* **The task**
Give the lines again from the line with "Tell me — does any burl" up to and including the line with "674, 747, 874, 855", switching "upholstery" to "seat covering" and leaving everything else unchanged.

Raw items
## START

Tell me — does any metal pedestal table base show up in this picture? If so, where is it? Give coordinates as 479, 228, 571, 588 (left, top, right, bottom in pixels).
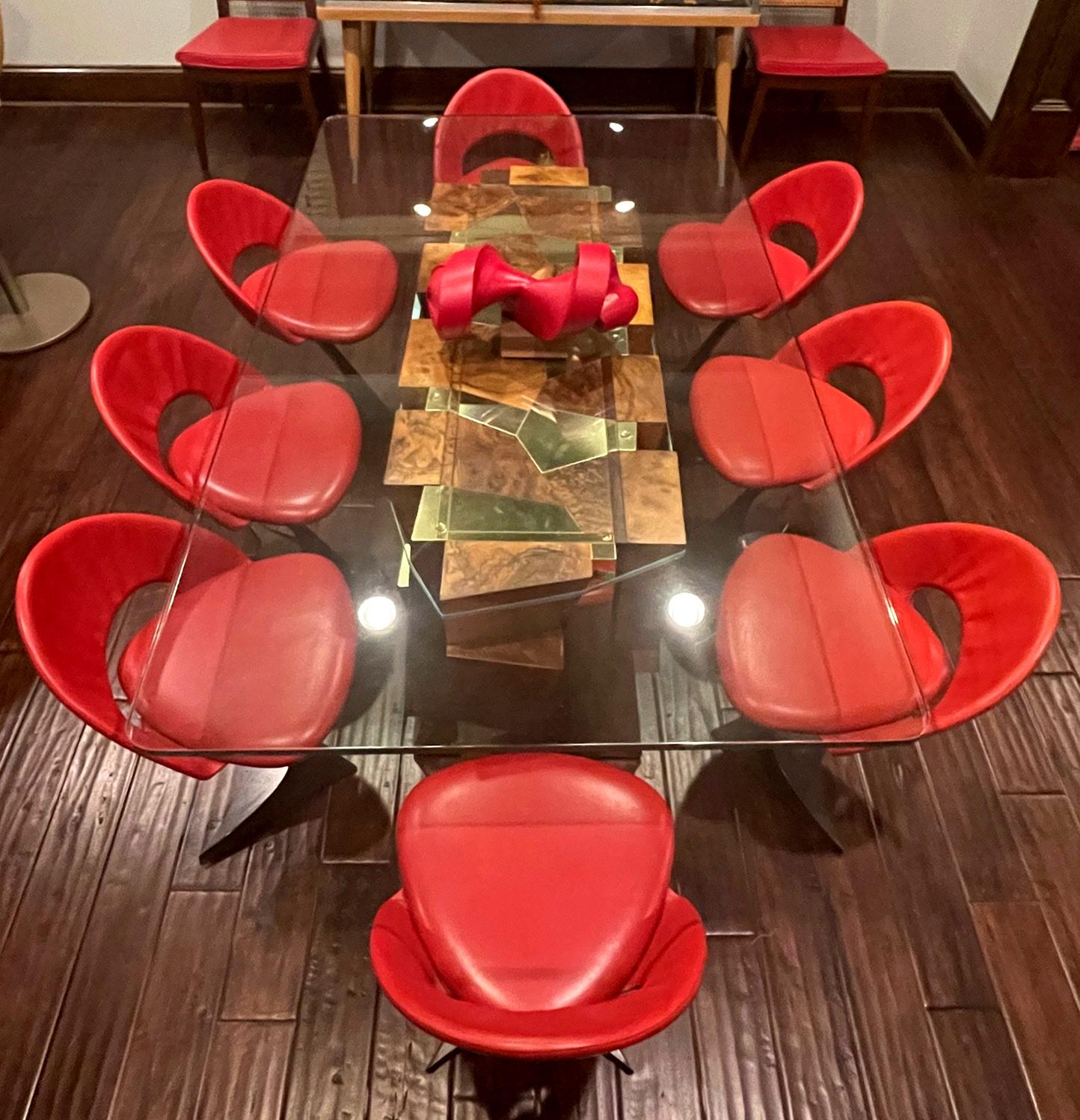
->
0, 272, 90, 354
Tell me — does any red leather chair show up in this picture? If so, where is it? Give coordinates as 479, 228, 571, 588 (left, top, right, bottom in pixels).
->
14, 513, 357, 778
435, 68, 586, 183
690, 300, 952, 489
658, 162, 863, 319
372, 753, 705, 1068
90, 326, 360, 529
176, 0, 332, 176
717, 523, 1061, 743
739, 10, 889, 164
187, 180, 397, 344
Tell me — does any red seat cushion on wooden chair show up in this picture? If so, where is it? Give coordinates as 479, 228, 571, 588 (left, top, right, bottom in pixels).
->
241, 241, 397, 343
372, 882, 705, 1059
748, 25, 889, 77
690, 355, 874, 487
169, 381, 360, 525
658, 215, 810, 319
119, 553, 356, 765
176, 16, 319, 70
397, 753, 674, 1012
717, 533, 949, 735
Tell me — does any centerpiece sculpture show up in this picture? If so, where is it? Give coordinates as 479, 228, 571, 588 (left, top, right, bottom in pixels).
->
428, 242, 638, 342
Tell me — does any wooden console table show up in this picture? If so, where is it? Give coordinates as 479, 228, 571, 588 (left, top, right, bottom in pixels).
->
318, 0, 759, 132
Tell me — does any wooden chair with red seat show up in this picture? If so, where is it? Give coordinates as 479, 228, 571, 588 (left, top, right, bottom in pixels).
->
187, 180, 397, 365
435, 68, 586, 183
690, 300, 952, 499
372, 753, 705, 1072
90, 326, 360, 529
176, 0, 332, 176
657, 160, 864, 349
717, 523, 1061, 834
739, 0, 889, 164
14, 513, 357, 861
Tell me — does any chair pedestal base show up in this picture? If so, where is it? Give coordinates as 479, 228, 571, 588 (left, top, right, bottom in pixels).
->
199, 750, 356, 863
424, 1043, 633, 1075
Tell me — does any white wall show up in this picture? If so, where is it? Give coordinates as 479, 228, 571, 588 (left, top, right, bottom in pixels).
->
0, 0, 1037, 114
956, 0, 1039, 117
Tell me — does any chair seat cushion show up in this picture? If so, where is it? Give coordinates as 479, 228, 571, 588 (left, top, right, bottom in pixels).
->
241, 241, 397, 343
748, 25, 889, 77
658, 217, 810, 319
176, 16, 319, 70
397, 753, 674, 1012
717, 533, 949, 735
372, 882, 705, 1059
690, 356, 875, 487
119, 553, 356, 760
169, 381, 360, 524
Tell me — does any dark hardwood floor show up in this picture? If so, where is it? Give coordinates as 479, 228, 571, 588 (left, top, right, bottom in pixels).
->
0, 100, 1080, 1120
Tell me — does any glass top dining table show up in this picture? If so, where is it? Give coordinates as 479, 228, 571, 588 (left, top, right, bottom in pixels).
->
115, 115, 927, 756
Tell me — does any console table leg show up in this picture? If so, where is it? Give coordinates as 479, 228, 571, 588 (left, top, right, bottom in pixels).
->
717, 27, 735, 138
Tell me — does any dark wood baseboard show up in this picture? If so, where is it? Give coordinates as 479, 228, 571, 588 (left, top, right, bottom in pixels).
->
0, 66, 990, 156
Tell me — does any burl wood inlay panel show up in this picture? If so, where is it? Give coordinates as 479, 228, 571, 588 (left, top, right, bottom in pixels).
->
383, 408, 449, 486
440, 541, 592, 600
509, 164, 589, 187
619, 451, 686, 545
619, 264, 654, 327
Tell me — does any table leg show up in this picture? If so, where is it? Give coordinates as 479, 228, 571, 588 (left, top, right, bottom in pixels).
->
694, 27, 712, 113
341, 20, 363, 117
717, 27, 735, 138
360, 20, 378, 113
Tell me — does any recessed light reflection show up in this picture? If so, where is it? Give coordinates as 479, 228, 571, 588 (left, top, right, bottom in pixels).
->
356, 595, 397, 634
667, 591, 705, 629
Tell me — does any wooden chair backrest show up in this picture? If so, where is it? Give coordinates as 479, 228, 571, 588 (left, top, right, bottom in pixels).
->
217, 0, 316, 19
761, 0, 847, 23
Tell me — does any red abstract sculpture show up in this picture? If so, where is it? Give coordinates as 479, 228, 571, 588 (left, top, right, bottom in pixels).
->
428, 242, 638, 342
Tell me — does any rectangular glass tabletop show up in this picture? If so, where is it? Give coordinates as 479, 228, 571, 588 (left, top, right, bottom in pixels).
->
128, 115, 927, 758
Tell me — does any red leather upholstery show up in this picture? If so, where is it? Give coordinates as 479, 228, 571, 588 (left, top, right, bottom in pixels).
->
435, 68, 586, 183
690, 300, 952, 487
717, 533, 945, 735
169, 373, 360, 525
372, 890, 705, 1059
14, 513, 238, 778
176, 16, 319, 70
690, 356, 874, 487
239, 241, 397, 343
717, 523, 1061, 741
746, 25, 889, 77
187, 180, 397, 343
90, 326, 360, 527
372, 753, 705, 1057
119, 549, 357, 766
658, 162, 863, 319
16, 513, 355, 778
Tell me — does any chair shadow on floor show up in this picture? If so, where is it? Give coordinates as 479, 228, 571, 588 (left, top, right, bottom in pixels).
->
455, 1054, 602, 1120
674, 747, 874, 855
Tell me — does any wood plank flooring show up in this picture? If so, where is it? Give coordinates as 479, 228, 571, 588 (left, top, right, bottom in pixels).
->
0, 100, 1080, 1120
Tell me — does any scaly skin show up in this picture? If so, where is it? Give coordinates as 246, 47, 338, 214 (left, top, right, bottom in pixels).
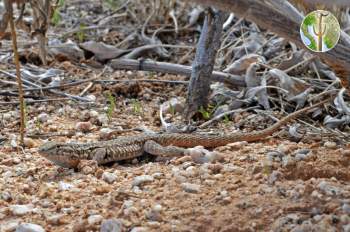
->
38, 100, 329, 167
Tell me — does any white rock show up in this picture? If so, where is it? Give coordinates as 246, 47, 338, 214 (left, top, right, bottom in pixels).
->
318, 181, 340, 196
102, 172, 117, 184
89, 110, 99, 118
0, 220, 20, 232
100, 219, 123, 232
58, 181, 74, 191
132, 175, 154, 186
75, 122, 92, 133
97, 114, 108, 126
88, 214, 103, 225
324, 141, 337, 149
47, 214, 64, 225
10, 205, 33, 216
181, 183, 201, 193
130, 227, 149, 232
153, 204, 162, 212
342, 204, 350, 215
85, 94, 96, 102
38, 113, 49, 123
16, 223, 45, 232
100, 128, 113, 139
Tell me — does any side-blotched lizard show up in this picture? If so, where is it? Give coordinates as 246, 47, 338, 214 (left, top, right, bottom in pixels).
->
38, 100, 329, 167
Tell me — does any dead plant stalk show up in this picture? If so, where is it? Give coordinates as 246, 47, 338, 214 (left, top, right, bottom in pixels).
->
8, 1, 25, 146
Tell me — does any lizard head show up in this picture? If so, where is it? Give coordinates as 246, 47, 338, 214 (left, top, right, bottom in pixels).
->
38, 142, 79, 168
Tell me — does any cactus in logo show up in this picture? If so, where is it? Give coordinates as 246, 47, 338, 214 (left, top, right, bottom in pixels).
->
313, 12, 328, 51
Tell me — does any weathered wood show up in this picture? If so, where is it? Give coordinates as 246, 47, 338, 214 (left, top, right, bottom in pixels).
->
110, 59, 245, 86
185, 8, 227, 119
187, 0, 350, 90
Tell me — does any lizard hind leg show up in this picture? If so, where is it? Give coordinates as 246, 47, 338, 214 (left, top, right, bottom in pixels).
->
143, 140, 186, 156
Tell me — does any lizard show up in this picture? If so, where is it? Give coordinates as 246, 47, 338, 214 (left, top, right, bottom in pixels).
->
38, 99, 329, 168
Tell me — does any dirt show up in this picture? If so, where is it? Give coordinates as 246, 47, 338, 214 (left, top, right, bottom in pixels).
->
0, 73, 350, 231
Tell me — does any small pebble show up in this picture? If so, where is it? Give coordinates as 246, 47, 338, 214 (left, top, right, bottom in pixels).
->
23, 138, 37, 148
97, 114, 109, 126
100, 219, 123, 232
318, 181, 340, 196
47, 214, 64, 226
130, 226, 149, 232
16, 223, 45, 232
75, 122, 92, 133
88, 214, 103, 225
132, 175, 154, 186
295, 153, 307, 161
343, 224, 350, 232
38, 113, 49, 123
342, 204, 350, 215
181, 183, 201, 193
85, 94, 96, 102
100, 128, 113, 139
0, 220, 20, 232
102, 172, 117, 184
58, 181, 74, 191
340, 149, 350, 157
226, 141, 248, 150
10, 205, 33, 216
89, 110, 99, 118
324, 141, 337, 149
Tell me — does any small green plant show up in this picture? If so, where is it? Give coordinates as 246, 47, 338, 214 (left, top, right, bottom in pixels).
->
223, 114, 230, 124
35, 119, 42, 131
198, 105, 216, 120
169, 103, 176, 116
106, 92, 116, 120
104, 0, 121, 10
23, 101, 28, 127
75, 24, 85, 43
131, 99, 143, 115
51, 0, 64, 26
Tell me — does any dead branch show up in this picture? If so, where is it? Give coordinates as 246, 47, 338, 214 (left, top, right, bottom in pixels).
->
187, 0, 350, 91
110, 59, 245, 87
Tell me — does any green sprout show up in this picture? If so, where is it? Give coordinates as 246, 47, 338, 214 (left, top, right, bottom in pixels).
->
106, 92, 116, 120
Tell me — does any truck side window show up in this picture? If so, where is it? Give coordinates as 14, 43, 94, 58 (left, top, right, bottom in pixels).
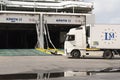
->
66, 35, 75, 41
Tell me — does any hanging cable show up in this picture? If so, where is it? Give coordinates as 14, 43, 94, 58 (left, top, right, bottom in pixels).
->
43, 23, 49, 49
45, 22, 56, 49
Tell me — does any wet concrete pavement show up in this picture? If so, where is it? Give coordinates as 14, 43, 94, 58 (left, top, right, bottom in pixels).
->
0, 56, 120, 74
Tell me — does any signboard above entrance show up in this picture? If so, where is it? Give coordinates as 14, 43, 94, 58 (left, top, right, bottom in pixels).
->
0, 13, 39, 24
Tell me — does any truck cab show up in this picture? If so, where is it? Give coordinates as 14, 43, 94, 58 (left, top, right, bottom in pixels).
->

## END

* **Final result**
Tell me — does any burl wood inlay panel show up in this picture? If so, where is it? Give coordinates as 479, 228, 571, 588 (left, top, right, bottom in pixels).
->
383, 408, 449, 486
440, 541, 592, 600
509, 164, 589, 187
619, 451, 686, 545
619, 264, 654, 327
Tell me — does any table leg show up in this picture? If so, where is it? Give coordinates as 479, 228, 571, 588 (left, top, right, bottom in pixels).
->
694, 27, 712, 113
341, 20, 363, 117
717, 27, 735, 138
360, 20, 378, 113
Tell me — does any recessed light reflection show up in this picture? If so, where is it? Give coordinates as 479, 228, 571, 588 (left, top, right, bottom in pixels).
->
356, 595, 397, 634
667, 591, 705, 629
Tell me — does any wooden chair backrest show up in this picture? If so, where is it? Give coordinates as 479, 228, 571, 588 (left, top, right, bottom in pixels).
->
217, 0, 316, 19
761, 0, 847, 23
Tell me — does any red abstract sculpture show up in this picture? If so, where is it? Give coordinates as 479, 228, 571, 588 (left, top, right, bottom in pixels).
->
428, 242, 638, 342
Tell me — does any rectangular glass tabletop show up in this picture? If so, where is it? Give coordinates as 479, 228, 571, 588 (left, top, right, bottom in pixels).
->
128, 115, 927, 758
Tell me — does any red leather seat covering show up in this picture? If so, where is it? Give coordinates as 479, 228, 571, 588 (left, top, right, bottom in pixels).
->
435, 68, 586, 183
690, 300, 952, 487
717, 533, 945, 735
169, 373, 360, 525
372, 890, 705, 1059
14, 513, 238, 778
176, 16, 319, 70
690, 356, 874, 487
239, 241, 397, 343
717, 523, 1061, 741
746, 25, 889, 77
187, 180, 397, 343
90, 326, 360, 527
372, 753, 705, 1057
119, 549, 357, 766
658, 162, 863, 319
16, 513, 355, 778
Tell me — does any chair shadow on floor show up in this picture? If so, where is it? Give coordinates as 479, 228, 571, 588 (left, top, right, bottom in pixels).
->
455, 1054, 602, 1120
674, 747, 874, 855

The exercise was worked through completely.